Transcribe every line of the material below with no changes, omitting the pictures from your answer.

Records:
begin

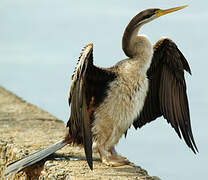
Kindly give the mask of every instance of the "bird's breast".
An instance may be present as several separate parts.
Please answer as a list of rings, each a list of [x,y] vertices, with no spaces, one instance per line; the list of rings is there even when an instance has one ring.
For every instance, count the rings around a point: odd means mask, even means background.
[[[116,130],[118,137],[126,132],[142,110],[148,90],[146,74],[131,73],[127,69],[124,69],[127,75],[124,72],[109,84],[106,99],[94,113],[94,125],[105,126],[103,129],[108,132]]]

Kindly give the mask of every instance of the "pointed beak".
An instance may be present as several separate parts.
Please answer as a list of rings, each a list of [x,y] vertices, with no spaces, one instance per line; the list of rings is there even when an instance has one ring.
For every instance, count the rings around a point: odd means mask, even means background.
[[[179,7],[165,9],[165,10],[160,9],[160,10],[157,10],[155,12],[155,16],[156,17],[160,17],[160,16],[163,16],[165,14],[172,13],[172,12],[175,12],[175,11],[178,11],[178,10],[181,10],[181,9],[184,9],[186,7],[188,7],[188,6],[187,5],[185,5],[185,6],[179,6]]]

end

[ANSWER FOR THE TASK]
Kindly give the mask of every instance of the "bird's breast".
An instance may be present as several separate parts.
Please answer as a list of rings, each a list of [x,y] vertices, with no spaces, one instance per line; the list of rings is there even when an instance has one ring.
For every instance, count the rings around a point: odd means mask, even means background.
[[[116,130],[118,137],[126,132],[142,110],[148,90],[146,74],[131,73],[127,69],[124,69],[127,75],[124,72],[109,84],[106,99],[94,113],[94,125],[105,126],[103,129],[108,132]]]

Kindly give the mask of every instance of the "pointed beak".
An instance may be present as several separate parts.
Please answer as a list of rings, each a list of [x,y] vertices, with no spaces, one instance per line; the list of rings is there even when an instance has one ring.
For every instance, count the rings around a point: odd means mask, even means background.
[[[179,7],[165,9],[165,10],[160,9],[160,10],[157,10],[155,12],[155,16],[156,17],[160,17],[160,16],[163,16],[165,14],[172,13],[172,12],[175,12],[175,11],[178,11],[178,10],[181,10],[181,9],[184,9],[186,7],[188,7],[188,6],[187,5],[185,5],[185,6],[179,6]]]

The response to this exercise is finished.